Challenges.
1: Answer these questions from the forum thread about the router setup:
(a) What brand of router does loyx have?
(b) What port number does loyx mention?
(c) According to rouben, what can the router be told to assign to the MAC address of the network card?
2: Write the next part of the forum thread about the router setup, starting after rouben's post about assigning a static IP address.

Excerpted text.
◆ ◆ ◆ ◆ ◆ ◆ ◆

This IP bit looks ok and ifconfig would veryify.  What is 192.168.1.1 exactly?  Is it configured to forward port 6881 to 192.168.1.10?

----------

## loyx

 *magic919 wrote:*   

> This IP bit looks ok and ifconfig would veryify.  What is 192.168.1.1 exactly?

 

I am not sure, exactly. 192.168.1.1 is the address of my router I think, and 192.168.1.10 is supposed to be my ip address on the network.

I have a linksys router.

It just plain won't go on the internet.

 *Quote:*   

>   Is it configured to forward port 6881 to 192.168.1.10?

 

Actually it's the other way around, but with a different port number (6346)

----------

## magic919

What is 'the other way around'?

----------

## rouben

I think there's a way to tell your router to assign a static IP address to the MAC address of the network card in your Linux box. Most relatively modern routers allow that.

◆ ◆ ◆ ◆ ◆ ◆ ◆

Items.
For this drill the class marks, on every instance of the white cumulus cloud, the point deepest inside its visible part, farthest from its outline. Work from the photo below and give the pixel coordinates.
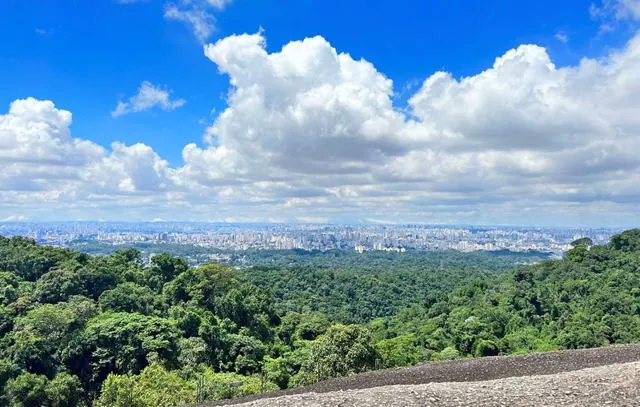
(310, 133)
(149, 96)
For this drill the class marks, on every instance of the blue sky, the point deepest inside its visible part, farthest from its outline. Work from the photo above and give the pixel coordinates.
(94, 53)
(85, 57)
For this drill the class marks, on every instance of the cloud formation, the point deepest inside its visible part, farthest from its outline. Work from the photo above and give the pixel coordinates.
(149, 96)
(197, 15)
(312, 133)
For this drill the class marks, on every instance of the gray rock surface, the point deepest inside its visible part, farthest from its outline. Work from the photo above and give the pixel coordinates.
(472, 370)
(614, 385)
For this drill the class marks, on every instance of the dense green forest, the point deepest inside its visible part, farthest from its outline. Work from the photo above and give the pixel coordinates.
(349, 287)
(77, 329)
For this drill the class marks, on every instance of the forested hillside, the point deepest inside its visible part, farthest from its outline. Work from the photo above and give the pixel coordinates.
(108, 331)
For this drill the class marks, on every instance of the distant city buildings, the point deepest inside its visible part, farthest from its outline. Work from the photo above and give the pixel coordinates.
(392, 238)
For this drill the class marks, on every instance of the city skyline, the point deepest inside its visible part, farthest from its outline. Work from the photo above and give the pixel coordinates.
(322, 237)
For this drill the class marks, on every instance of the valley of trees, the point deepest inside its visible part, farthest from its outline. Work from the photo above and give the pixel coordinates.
(109, 331)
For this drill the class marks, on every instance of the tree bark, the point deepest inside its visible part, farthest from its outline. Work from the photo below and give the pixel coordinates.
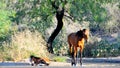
(59, 17)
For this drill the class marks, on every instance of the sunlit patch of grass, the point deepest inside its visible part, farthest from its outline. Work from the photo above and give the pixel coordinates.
(60, 59)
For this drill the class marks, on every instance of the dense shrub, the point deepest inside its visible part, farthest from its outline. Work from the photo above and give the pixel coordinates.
(22, 45)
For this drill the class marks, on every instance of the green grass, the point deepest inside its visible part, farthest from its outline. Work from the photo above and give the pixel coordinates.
(60, 58)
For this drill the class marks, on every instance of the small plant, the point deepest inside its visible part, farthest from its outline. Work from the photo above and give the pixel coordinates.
(22, 45)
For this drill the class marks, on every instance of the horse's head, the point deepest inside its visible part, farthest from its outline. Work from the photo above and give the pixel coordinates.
(85, 34)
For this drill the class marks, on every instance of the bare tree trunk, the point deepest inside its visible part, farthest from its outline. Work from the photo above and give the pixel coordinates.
(59, 17)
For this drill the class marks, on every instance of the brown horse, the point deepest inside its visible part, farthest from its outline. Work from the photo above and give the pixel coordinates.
(75, 41)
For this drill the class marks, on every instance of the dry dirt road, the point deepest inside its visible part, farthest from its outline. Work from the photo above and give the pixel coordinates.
(87, 63)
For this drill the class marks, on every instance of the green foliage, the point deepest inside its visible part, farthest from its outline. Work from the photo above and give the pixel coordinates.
(39, 15)
(22, 45)
(105, 49)
(5, 22)
(59, 59)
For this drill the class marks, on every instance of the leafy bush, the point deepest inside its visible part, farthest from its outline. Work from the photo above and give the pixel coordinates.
(22, 45)
(103, 49)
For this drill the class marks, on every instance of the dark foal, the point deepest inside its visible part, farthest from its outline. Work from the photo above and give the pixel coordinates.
(75, 41)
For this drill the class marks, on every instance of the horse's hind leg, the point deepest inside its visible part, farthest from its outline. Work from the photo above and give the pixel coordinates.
(80, 57)
(74, 53)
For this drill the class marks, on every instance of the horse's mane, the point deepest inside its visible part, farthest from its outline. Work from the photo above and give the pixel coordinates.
(80, 34)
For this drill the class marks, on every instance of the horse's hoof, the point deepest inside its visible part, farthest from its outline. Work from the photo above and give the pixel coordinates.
(73, 64)
(81, 64)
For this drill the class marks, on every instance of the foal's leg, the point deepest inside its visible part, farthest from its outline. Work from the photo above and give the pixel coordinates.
(80, 56)
(74, 56)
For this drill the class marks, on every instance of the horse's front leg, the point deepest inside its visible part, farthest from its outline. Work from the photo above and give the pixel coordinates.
(74, 61)
(80, 56)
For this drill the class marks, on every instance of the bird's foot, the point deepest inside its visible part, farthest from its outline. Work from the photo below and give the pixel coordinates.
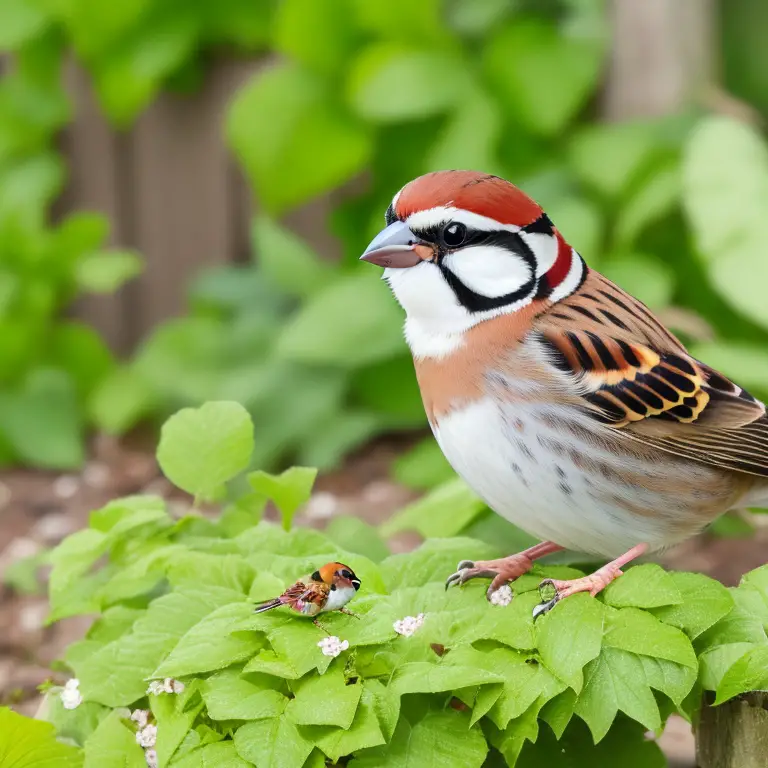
(594, 583)
(500, 571)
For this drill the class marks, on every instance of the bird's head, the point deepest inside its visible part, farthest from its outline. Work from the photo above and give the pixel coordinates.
(461, 247)
(337, 576)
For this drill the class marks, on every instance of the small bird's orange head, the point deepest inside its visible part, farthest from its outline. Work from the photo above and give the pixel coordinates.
(461, 247)
(337, 575)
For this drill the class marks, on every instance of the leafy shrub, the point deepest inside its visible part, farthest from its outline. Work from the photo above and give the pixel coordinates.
(475, 685)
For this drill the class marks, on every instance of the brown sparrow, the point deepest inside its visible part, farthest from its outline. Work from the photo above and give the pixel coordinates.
(559, 398)
(329, 588)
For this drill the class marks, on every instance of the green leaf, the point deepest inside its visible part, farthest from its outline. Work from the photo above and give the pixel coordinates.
(288, 490)
(272, 743)
(428, 515)
(106, 271)
(634, 630)
(42, 422)
(307, 146)
(725, 194)
(543, 77)
(615, 681)
(202, 448)
(429, 82)
(350, 323)
(440, 739)
(231, 696)
(113, 743)
(357, 536)
(748, 673)
(221, 755)
(650, 280)
(209, 645)
(422, 467)
(327, 700)
(643, 586)
(569, 636)
(27, 743)
(704, 602)
(120, 401)
(116, 674)
(289, 263)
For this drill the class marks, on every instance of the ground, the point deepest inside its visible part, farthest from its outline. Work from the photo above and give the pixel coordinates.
(38, 509)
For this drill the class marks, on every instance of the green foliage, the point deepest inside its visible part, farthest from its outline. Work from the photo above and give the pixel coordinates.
(174, 599)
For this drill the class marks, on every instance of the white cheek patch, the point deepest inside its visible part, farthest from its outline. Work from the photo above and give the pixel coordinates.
(544, 248)
(489, 270)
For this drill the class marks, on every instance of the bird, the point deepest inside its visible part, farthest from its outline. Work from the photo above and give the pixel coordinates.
(560, 399)
(329, 588)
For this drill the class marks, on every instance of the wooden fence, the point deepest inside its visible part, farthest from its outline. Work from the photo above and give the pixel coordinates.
(171, 189)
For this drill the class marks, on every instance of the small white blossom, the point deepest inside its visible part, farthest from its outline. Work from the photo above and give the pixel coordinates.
(70, 696)
(140, 716)
(333, 646)
(502, 596)
(409, 625)
(147, 736)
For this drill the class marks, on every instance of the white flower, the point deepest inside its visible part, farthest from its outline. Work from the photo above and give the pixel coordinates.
(140, 716)
(333, 646)
(169, 685)
(147, 736)
(70, 696)
(502, 596)
(409, 625)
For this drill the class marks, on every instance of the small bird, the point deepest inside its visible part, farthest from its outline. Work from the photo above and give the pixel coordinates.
(561, 400)
(329, 588)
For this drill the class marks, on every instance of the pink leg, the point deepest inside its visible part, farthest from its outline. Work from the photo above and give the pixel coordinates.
(504, 570)
(593, 583)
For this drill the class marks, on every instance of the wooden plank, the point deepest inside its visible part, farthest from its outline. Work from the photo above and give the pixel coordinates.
(663, 56)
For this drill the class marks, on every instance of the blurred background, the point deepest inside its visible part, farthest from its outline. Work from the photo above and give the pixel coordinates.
(186, 186)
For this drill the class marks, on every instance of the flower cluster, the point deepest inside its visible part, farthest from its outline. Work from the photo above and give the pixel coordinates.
(409, 625)
(501, 596)
(169, 685)
(332, 646)
(71, 696)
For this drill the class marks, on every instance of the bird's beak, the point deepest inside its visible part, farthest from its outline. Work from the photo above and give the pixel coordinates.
(395, 247)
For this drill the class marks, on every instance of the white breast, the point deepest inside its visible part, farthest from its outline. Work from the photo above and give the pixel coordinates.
(512, 459)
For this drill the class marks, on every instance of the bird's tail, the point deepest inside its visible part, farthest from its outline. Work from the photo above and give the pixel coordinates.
(268, 605)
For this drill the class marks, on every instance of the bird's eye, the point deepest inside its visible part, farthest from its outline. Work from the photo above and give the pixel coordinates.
(454, 234)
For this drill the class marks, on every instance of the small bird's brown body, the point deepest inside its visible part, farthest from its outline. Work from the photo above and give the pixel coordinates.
(560, 399)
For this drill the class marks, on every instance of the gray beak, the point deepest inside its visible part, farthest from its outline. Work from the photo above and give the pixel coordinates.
(393, 247)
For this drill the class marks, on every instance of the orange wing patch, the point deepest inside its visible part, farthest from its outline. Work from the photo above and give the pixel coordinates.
(627, 382)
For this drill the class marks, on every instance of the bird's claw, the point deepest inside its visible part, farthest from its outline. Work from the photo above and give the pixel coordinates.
(465, 571)
(546, 604)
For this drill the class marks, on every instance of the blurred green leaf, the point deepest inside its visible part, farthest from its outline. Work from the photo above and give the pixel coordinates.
(202, 448)
(644, 277)
(106, 271)
(543, 77)
(725, 194)
(388, 83)
(288, 262)
(43, 422)
(350, 323)
(288, 490)
(292, 139)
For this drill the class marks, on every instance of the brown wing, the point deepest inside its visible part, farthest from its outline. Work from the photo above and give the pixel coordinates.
(636, 376)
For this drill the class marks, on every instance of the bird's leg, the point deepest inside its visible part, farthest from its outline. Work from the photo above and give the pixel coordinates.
(594, 583)
(503, 570)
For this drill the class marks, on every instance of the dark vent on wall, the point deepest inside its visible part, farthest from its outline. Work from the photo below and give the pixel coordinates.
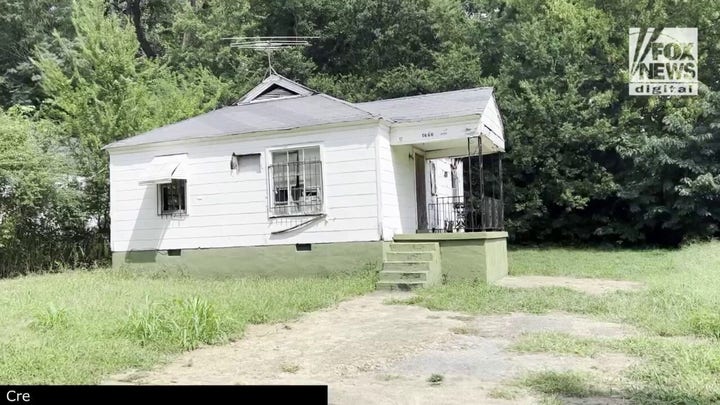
(275, 91)
(303, 247)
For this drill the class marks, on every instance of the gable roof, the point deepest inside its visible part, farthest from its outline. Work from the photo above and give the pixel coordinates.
(275, 86)
(279, 103)
(280, 114)
(431, 106)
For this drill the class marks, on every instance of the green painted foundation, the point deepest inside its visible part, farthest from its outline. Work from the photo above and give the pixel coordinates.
(480, 256)
(268, 261)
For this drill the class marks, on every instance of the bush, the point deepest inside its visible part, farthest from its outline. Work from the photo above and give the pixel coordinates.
(181, 324)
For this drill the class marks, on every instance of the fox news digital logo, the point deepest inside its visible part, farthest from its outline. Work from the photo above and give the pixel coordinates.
(663, 62)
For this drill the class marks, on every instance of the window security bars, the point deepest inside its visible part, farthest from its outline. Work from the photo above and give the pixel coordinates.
(296, 183)
(172, 197)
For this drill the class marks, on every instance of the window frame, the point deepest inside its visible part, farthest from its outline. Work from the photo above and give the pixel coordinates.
(182, 197)
(271, 204)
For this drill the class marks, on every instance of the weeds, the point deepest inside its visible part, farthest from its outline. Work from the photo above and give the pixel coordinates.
(181, 323)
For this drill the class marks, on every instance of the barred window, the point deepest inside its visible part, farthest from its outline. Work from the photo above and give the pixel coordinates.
(296, 182)
(172, 197)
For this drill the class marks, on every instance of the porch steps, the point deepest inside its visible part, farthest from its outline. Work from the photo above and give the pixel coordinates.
(407, 266)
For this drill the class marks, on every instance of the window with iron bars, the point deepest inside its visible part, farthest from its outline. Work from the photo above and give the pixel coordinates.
(172, 197)
(296, 182)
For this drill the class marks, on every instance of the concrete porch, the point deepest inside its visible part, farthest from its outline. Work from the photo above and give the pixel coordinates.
(425, 259)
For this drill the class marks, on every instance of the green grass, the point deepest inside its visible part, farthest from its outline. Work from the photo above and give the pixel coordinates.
(681, 299)
(78, 327)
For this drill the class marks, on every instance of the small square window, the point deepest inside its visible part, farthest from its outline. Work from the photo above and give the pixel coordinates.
(172, 197)
(249, 163)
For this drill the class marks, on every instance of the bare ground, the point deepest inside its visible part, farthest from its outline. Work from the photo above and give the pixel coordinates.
(372, 353)
(592, 286)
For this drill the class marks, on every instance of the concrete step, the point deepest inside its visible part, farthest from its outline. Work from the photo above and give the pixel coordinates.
(399, 285)
(406, 266)
(409, 256)
(403, 276)
(413, 247)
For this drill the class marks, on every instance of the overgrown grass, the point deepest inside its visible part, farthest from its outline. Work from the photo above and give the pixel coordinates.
(77, 327)
(681, 299)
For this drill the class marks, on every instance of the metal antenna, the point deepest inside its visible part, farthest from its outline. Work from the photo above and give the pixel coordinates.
(269, 44)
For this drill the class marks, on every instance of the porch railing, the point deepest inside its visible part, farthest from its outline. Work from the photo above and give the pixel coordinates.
(460, 214)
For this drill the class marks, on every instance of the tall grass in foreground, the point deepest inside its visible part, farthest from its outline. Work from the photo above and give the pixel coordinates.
(681, 301)
(78, 327)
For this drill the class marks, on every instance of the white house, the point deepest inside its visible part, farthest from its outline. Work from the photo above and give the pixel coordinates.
(291, 181)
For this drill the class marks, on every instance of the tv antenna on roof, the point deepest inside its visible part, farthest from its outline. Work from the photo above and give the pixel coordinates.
(269, 44)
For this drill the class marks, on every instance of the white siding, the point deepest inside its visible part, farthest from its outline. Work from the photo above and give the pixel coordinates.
(227, 209)
(397, 173)
(491, 119)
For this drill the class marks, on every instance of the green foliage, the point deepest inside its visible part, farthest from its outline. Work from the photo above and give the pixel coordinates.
(680, 357)
(101, 92)
(51, 318)
(706, 324)
(168, 312)
(42, 221)
(180, 323)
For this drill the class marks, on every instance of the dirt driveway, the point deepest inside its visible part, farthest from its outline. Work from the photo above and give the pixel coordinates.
(372, 353)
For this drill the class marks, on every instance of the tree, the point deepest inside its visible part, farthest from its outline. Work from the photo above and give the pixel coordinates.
(100, 91)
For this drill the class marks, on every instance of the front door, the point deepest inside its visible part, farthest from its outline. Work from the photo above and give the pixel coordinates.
(420, 192)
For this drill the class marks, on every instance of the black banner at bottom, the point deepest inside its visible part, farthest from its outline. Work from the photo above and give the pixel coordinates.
(155, 394)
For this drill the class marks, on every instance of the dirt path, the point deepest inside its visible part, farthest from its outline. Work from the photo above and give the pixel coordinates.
(372, 353)
(594, 286)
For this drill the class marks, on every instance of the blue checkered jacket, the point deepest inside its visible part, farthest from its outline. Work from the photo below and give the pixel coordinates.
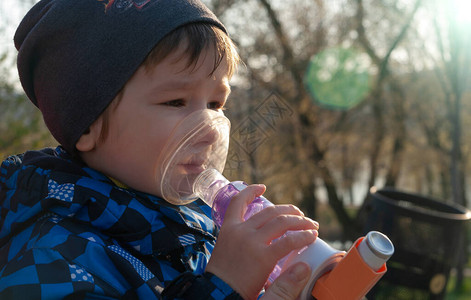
(68, 232)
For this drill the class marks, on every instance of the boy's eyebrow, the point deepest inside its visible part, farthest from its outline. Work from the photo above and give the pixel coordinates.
(185, 84)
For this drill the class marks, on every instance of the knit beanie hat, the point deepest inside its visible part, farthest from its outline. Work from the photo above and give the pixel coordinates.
(76, 55)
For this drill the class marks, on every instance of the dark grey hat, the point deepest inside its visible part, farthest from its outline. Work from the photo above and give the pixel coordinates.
(76, 55)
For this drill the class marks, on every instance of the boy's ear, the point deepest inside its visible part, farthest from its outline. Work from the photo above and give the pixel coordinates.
(89, 139)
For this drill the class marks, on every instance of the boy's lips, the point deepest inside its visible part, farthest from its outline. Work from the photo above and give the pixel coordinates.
(193, 167)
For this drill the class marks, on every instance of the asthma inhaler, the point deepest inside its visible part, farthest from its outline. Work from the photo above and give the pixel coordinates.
(335, 274)
(357, 272)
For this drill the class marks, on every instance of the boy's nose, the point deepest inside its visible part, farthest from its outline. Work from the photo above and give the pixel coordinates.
(208, 136)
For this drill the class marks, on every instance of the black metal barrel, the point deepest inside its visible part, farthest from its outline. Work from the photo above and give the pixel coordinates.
(427, 236)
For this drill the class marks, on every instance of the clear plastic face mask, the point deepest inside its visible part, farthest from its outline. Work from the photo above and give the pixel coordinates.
(198, 142)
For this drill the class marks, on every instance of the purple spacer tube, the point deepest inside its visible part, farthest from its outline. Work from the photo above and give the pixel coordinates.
(214, 189)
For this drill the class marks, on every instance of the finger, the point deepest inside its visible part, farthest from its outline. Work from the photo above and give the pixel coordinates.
(271, 212)
(289, 284)
(238, 205)
(279, 225)
(291, 241)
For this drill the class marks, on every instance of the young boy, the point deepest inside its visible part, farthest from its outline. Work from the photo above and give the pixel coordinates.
(113, 79)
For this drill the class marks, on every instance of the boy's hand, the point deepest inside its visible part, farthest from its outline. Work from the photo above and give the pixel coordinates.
(290, 283)
(244, 254)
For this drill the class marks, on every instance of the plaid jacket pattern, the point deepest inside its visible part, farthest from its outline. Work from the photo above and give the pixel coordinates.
(68, 232)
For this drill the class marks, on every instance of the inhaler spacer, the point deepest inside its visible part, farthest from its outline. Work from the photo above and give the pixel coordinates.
(199, 142)
(335, 274)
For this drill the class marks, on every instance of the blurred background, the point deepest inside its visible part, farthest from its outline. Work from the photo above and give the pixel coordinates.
(334, 98)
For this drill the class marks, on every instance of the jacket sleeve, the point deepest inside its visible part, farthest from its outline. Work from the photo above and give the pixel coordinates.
(206, 286)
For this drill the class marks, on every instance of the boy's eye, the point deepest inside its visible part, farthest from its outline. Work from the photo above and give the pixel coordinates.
(175, 103)
(216, 105)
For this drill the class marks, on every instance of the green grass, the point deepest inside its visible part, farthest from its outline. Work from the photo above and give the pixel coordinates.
(463, 294)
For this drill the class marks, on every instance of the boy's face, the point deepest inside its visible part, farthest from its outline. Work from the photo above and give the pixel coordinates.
(153, 102)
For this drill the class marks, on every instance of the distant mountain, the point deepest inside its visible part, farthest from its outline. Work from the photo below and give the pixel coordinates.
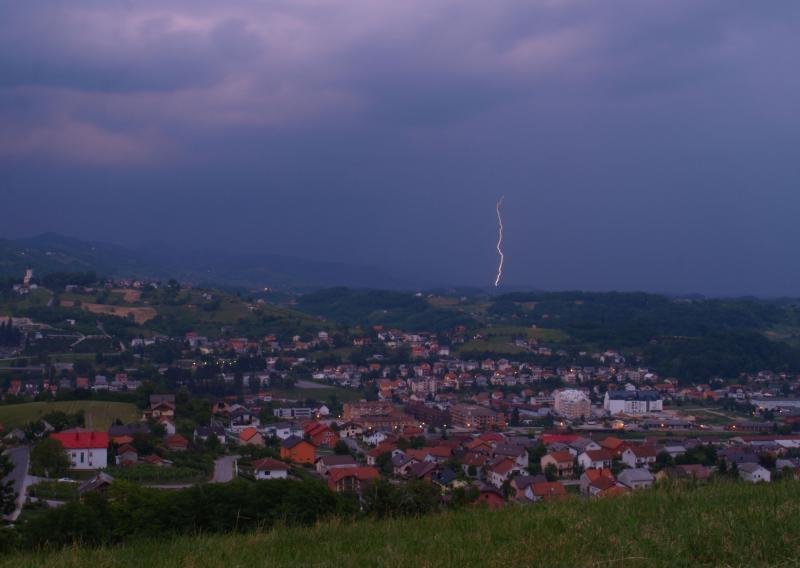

◆ ◆ ◆ ◆ ◆ ◆ ◆

Per-task answers.
1:
(a) Linksys
(b) 6346
(c) A static IP address

2:
Given that the netmask is correct you should be able to go on the Internet. Unless your router is trying to be "smartass" and not routing any packets from hosts that it didn't assign IP addresses to (which is possible... but not very likely). My bet is your netmask is incorrect.

----------

## ac_static

I'm not so sure, that is the standard netmask for a class C address, which 192.168.x.x definately is.

loyx, I presume you've verified network continuity between your machine (192.168.1.10) and the router (192.168.1.1)?  Meaning, you can ping it and/or access its configuration via its web interface?

What's the output of the following two commands?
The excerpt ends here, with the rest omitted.